• Task description: Reproduce every one of the following lines verbatim, with nothing changed.

◇ ◇ ◇

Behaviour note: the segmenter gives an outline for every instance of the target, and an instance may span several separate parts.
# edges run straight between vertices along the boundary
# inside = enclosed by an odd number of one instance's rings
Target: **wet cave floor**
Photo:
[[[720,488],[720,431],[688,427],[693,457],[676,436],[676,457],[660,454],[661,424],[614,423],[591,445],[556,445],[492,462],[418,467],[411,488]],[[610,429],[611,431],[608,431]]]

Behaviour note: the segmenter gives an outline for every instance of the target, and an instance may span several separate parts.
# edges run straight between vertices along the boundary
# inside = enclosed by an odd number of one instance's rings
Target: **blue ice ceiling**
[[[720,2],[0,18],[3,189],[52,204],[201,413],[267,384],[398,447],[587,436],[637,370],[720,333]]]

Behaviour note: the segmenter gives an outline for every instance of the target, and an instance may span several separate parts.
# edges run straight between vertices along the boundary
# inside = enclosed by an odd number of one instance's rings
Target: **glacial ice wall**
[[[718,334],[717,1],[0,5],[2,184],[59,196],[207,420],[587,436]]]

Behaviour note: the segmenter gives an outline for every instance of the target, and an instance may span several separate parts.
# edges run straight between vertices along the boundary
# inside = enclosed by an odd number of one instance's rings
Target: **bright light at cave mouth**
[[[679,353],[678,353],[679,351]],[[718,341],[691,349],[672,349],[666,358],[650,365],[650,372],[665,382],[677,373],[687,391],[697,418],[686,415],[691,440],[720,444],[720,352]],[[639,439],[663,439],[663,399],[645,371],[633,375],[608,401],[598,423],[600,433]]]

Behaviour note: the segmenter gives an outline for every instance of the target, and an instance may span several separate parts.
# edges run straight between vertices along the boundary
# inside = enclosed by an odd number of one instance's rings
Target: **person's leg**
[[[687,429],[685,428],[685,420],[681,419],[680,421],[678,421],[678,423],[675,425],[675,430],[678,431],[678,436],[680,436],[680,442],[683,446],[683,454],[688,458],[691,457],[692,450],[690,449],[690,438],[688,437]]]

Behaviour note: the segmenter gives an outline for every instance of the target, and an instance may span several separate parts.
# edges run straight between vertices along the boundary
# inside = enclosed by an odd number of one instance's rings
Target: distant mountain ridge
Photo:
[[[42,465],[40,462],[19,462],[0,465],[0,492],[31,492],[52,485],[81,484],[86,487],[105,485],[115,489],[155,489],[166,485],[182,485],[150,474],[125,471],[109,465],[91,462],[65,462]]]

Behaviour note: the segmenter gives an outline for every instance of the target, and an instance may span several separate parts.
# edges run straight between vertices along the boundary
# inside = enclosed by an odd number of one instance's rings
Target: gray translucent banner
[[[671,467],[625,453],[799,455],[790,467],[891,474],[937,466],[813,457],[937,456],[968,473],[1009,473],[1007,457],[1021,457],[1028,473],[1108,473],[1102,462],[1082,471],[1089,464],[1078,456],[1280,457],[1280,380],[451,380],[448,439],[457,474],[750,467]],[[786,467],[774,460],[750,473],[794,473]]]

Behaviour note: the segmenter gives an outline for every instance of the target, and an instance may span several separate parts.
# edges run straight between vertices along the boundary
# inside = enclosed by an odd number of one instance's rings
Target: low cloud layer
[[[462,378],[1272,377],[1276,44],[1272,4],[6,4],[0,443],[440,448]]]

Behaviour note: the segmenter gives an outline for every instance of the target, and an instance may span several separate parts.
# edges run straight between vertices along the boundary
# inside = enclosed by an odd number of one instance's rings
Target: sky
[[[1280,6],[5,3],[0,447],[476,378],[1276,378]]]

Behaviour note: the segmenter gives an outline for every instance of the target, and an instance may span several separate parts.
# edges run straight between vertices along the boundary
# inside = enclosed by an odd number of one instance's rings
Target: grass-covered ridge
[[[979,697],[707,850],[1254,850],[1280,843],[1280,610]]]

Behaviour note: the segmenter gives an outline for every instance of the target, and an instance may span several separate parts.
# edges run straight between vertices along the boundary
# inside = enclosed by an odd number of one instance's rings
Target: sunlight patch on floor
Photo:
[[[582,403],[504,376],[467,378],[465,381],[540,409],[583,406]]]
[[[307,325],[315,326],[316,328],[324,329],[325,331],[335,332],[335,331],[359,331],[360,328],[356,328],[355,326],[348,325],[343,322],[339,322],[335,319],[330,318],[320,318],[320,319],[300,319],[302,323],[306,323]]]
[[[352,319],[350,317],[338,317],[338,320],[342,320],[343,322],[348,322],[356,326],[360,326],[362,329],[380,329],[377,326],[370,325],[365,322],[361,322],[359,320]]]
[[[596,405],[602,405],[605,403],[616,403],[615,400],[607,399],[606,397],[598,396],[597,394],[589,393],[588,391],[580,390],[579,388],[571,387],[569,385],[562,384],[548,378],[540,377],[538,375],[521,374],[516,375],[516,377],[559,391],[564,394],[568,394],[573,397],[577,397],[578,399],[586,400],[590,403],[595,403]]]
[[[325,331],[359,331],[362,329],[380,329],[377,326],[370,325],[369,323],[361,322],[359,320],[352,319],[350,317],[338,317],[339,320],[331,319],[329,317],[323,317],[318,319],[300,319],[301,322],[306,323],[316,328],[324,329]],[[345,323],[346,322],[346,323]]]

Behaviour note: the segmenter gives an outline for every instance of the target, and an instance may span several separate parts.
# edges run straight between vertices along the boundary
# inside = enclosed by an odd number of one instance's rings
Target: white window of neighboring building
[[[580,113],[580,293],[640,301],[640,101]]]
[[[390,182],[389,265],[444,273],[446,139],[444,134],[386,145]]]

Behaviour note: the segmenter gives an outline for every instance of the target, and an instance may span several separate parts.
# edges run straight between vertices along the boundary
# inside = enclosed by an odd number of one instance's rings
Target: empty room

◇ ◇ ◇

• Finished task:
Behaviour note: the segmenter gives an outline for every instance of the target, and an instance may span several separate parts.
# edges run straight between vertices along the boundary
# inside = enclosed by an odd number of one instance's rings
Target: **wet cave floor**
Photo:
[[[720,488],[720,431],[688,427],[693,457],[676,436],[676,457],[660,454],[661,424],[614,423],[591,445],[556,445],[492,462],[418,467],[411,488]],[[610,429],[611,431],[608,431]]]

Behaviour note: the segmenter gives an outline for every instance of the target, and an instance may span several separate parts.
# edges run straight between vertices along the boundary
# inside = enclosed by an odd number of one instance's rings
Target: **blue ice ceiling**
[[[720,2],[0,18],[3,189],[52,204],[201,413],[267,384],[398,447],[587,436],[637,370],[720,333]]]

Behaviour note: the segmenter gives an outline for every instance of the target, and an instance may span several separate parts.
# edges run straight between vertices along the boundary
# inside = enclosed by an odd number of one instance's rings
Target: **glacial ice wall**
[[[718,334],[717,1],[0,5],[2,184],[59,196],[207,420],[587,436]]]

Behaviour note: the segmenter gives an outline for every instance of the target, and an instance may span several separate parts.
# edges run straight between vertices along the boundary
# inside = enclosed by an odd number of one instance's rings
Target: **bright light at cave mouth**
[[[679,353],[678,353],[679,351]],[[718,341],[691,349],[672,349],[666,358],[650,365],[650,372],[665,382],[677,373],[687,391],[697,418],[686,415],[691,440],[720,444],[720,352]],[[639,439],[663,439],[663,399],[645,371],[633,375],[608,401],[598,423],[600,433]]]

Behaviour note: the segmenter gives an outline for every instance of the target, and an instance may span several separate parts.
# edges run straight between vertices along the boundary
# inside = enclosed by an odd number of one instance's rings
Target: **person's leg**
[[[687,429],[685,428],[685,420],[681,419],[680,421],[678,421],[678,423],[675,425],[675,430],[678,431],[678,436],[680,436],[680,442],[683,446],[683,454],[688,458],[691,457],[692,450],[690,449],[690,438],[688,437]]]

Behaviour note: the segmenter gives an outline for every instance of the target, and an instance may span several separate parts.
# edges run straight between vertices along the boundary
# inside = enclosed by an odd number of one instance's rings
Target: distant mountain ridge
Photo:
[[[42,465],[40,462],[19,462],[0,465],[0,492],[31,492],[52,485],[81,484],[86,487],[105,485],[115,489],[155,489],[166,485],[182,485],[150,474],[125,471],[109,465],[91,462],[65,462]]]

Behaviour note: the segmenter gives an outline for every instance of the target, and an instance may span several separate parts.
# edges run straight between vertices along the boundary
# inside = enclosed by an odd number of one instance's rings
Target: gray translucent banner
[[[671,467],[625,453],[799,455],[790,467],[891,474],[937,466],[813,457],[937,456],[968,473],[1009,473],[1007,457],[1021,457],[1028,473],[1108,473],[1102,462],[1082,471],[1089,464],[1078,456],[1280,457],[1280,380],[451,380],[448,439],[457,474],[750,467]],[[786,467],[774,460],[750,473],[794,473]]]

Behaviour note: the segmenter gives an outline for every instance of the target, and an instance may span several separate parts.
# edges run straight between vertices along the boundary
# inside = enclosed by an odd number of one instance's rings
Target: low cloud layer
[[[462,378],[1272,377],[1276,44],[1272,4],[6,4],[0,443],[440,448]]]

Behaviour note: the segmenter gives an outline for every instance of the target, and an instance may span several separate parts.
# edges run straight between vertices along the boundary
# inside = enclosed by an odd number of one instance's rings
Target: sky
[[[1280,6],[5,3],[0,447],[476,378],[1276,378]]]

Behaviour note: the segmenter gives an outline for every instance of the target, and an instance may span several separate parts.
# edges run straight between vertices along the boundary
# inside = enclosed by an odd number of one instance's rings
Target: grass-covered ridge
[[[979,697],[707,850],[1254,850],[1280,843],[1280,610]]]

Behaviour note: the segmenter gives an outline for every instance of the target, and an instance may span several separate parts.
# edges run straight between vertices along the boundary
# inside = enclosed by an odd number of one instance's rings
Target: sunlight patch on floor
Photo:
[[[582,403],[504,376],[467,378],[465,381],[540,409],[583,406]]]
[[[307,325],[315,326],[316,328],[324,329],[325,331],[335,332],[335,331],[359,331],[360,328],[356,328],[355,326],[348,325],[343,322],[339,322],[335,319],[330,318],[320,318],[320,319],[300,319],[302,323],[306,323]]]
[[[352,319],[350,317],[338,317],[338,320],[342,320],[343,322],[348,322],[356,326],[360,326],[362,329],[380,329],[377,326],[370,325],[365,322],[361,322],[359,320]]]
[[[596,405],[602,405],[605,403],[616,403],[615,400],[607,399],[606,397],[598,396],[597,394],[589,393],[588,391],[580,390],[579,388],[571,387],[569,385],[562,384],[548,378],[540,377],[538,375],[521,374],[516,375],[516,377],[559,391],[564,394],[568,394],[573,397],[577,397],[578,399],[586,400],[590,403],[595,403]]]
[[[325,331],[359,331],[362,329],[380,329],[377,326],[370,325],[369,323],[361,322],[359,320],[352,319],[350,317],[338,317],[339,320],[331,319],[329,317],[323,317],[318,319],[300,319],[301,322],[306,323],[316,328],[324,329]],[[345,323],[346,322],[346,323]]]

Behaviour note: the segmenter gives an outline for every instance of the target, and an instance may span several separate parts.
# edges run straight between vertices along the boundary
# inside = enclosed by an odd number of one instance's rings
Target: white window of neighboring building
[[[580,113],[580,293],[640,301],[640,101]]]
[[[390,182],[389,265],[444,273],[446,139],[444,134],[386,145]]]

Behaviour note: the segmenter gives an outline for every instance of the target, and an instance may span several separate parts.
# edges run straight between vertices along the boundary
# inside = enclosed by an odd number of one instance's rings
Target: empty room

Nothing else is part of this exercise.